O mar apresentava-se cavado[3] tínhamos passado por dois icebergs em decomposição horas antes e a temperatura da água era cerca de dois graus.

O maquinista que se encontrava de serviço teve o bom senso de parar a máquina e o navio ficou parado, atravessado ao mar, balouçando ao sabor das ondas, uma situação muito difícil para se efetuar o salvamento.

O sucesso de uma operação de salvamento é haver ordem e não entrar em pânico. Foi uma sorte o que aconteceu naquele dia naqueles mares gelados e escuros. Os pescadores em vez de se dirigirem aos seus postos de salvamento obrigatoriamente atribuídos, começaram de arriar os botes que não resistiam naquelas condições adversas, em vez de se dirigirem para os seus postos e colaborarem nas tarefas distribuídas a cada um.

O meu lado era o de estibordo e com o contramestre fui atirando para a água e abrindo as jangadas salva vidas, enquanto os pescadores, que não se conseguiam aguentar nos dóris, faziam o transbordo para as jangadas de pessoas e haveres que pretendiam salvar.

Depois de ter aberto todas as jangadas do meu bordo, estava exausto e apesar do esforço, sentia um frio enorme devido às temperaturas baixas (cerca de 7º) agravado por estar em mangas de camisa. Tentei entrar no meu camarote para apanhar um agasalho mais quente, mas, no momento em que abri a porta, as labaredas emergiram do interior e fechei imediatamente a porta e coloquei-me por fora do varandim à popa, para tentar saltar para a única jangada que ainda estava presa ao navio daquele lado. Um tripulante da jangada estava com uma navalha na mão para cortar a boça[4] que prendia a jangada ao navio. De cima do navio onde me encontrava gritei-lhe para não o fazer senão lhe mandava com um ferro à cabeça, dissuadindo da intenção. Ao fim de várias tentativas para saltar para a jangada e não cair à água gelada, já cansado decidi atirar-me na esperança de cair em cima da jangada que ora se afastava ora se aproximava do navio conforme o balanço.
====
• _O QUE SE PEDE_:
A. No relato do salvamento, qual era a temperatura aproximada da água?
B. Reproduz do relato do salvamento o trecho que vai de "O sucesso de" a "que pretendiam salvar.".
C. Resume o relato do salvamento em duas frases.
====
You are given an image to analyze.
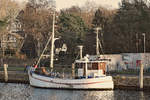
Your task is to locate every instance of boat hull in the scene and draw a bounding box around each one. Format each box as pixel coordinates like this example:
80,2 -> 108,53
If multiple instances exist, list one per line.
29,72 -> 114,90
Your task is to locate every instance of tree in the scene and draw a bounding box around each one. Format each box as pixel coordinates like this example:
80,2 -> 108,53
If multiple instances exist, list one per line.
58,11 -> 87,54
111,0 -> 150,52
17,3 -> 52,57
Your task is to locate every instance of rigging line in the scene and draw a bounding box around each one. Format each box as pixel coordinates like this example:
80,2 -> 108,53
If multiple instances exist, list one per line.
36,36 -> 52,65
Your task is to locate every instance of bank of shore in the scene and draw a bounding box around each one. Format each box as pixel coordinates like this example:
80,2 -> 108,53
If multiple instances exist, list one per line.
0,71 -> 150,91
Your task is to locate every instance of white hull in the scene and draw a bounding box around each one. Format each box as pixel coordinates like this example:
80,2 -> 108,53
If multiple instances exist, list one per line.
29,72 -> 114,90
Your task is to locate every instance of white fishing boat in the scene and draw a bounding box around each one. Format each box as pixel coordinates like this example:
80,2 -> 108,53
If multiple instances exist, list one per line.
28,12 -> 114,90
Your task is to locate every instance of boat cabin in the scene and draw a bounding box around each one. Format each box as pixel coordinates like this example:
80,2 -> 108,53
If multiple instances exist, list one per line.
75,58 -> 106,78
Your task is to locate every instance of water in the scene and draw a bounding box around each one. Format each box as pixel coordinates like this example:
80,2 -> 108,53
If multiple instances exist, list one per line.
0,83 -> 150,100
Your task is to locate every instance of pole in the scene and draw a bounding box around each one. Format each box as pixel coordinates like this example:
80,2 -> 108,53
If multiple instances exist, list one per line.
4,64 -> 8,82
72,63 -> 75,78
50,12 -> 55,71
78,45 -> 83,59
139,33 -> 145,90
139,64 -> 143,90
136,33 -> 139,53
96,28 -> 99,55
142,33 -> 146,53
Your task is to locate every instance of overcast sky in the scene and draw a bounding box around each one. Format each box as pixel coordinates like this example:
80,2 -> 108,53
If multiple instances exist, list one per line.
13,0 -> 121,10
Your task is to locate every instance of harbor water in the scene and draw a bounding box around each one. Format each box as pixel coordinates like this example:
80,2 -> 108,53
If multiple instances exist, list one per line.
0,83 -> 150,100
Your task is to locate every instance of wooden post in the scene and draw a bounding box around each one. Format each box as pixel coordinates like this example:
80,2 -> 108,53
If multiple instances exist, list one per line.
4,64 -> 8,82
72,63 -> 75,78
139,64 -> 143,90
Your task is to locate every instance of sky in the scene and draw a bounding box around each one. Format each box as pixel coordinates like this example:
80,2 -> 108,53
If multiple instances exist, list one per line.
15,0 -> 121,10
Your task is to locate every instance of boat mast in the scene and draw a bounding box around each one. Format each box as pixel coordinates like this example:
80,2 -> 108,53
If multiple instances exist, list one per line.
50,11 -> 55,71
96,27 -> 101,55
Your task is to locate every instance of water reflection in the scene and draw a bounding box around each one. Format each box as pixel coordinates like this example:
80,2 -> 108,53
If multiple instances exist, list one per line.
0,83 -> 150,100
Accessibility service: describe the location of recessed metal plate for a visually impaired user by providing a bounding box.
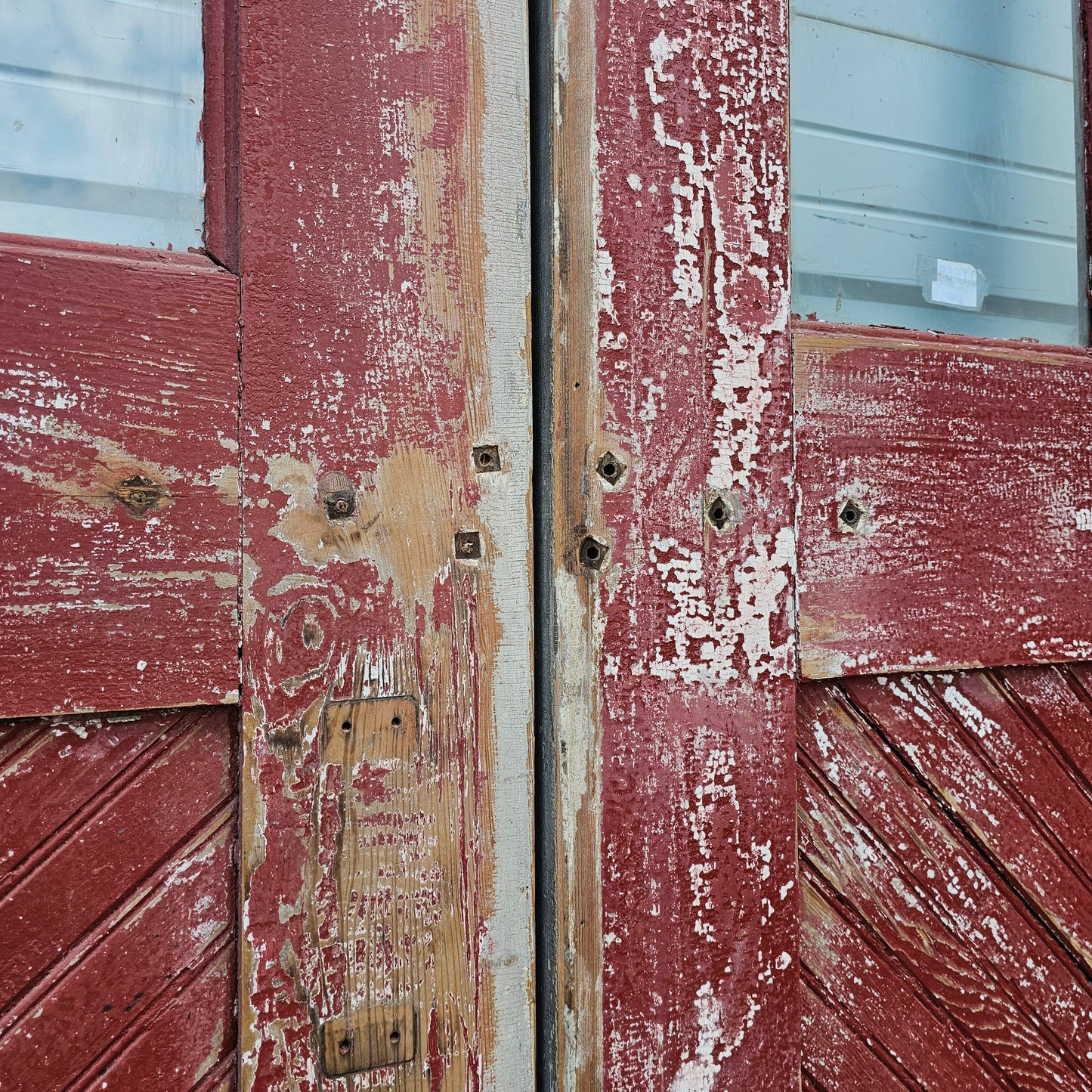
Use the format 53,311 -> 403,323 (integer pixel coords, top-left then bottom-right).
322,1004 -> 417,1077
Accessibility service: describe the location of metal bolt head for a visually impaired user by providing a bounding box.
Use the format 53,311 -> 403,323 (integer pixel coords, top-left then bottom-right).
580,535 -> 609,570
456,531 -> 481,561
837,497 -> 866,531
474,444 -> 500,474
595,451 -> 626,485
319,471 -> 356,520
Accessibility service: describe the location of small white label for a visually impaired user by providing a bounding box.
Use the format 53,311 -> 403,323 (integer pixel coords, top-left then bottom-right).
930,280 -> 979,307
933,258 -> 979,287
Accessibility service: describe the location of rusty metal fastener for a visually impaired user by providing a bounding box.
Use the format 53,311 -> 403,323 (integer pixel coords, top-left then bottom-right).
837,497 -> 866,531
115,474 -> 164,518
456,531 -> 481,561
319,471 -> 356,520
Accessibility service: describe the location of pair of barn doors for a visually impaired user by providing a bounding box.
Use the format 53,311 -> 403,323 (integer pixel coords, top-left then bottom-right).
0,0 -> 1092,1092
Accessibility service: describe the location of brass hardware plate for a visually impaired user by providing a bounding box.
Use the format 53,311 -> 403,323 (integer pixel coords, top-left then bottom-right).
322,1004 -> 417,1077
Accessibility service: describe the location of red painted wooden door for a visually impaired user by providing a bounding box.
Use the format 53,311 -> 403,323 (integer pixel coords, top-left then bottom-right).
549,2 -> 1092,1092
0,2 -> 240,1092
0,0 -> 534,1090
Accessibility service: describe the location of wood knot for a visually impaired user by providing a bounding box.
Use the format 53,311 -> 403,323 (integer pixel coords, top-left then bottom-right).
====
• _RESPOSTAS DO EXERCÍCIO_:
A. Cerca de dois graus.

B.
O sucesso de uma operação de salvamento é haver ordem e não entrar em pânico. Foi uma sorte o que aconteceu naquele dia naqueles mares gelados e escuros. Os pescadores em vez de se dirigirem aos seus postos de salvamento obrigatoriamente atribuídos, começaram de arriar os botes que não resistiam naquelas condições adversas, em vez de se dirigirem para os seus postos e colaborarem nas tarefas distribuídas a cada um.

O meu lado era o de estibordo e com o contramestre fui atirando para a água e abrindo as jangadas salva vidas, enquanto os pescadores, que não se conseguiam aguentar nos dóris, faziam o transbordo para as jangadas de pessoas e haveres que pretendiam salvar.

C. Com o mar cavado e a água gelada, o navio ficou parado e atravessado ao mar, e os pescadores, em vez de irem para os seus postos de salvamento, começaram a arriar botes que não aguentavam aquelas condições. Quem narra foi lançando e abrindo as jangadas de estibordo com o contramestre e, sem conseguir ir buscar um agasalho ao camarote por causa das labaredas, decidiu atirar-se para a única jangada que ainda estava presa ao navio.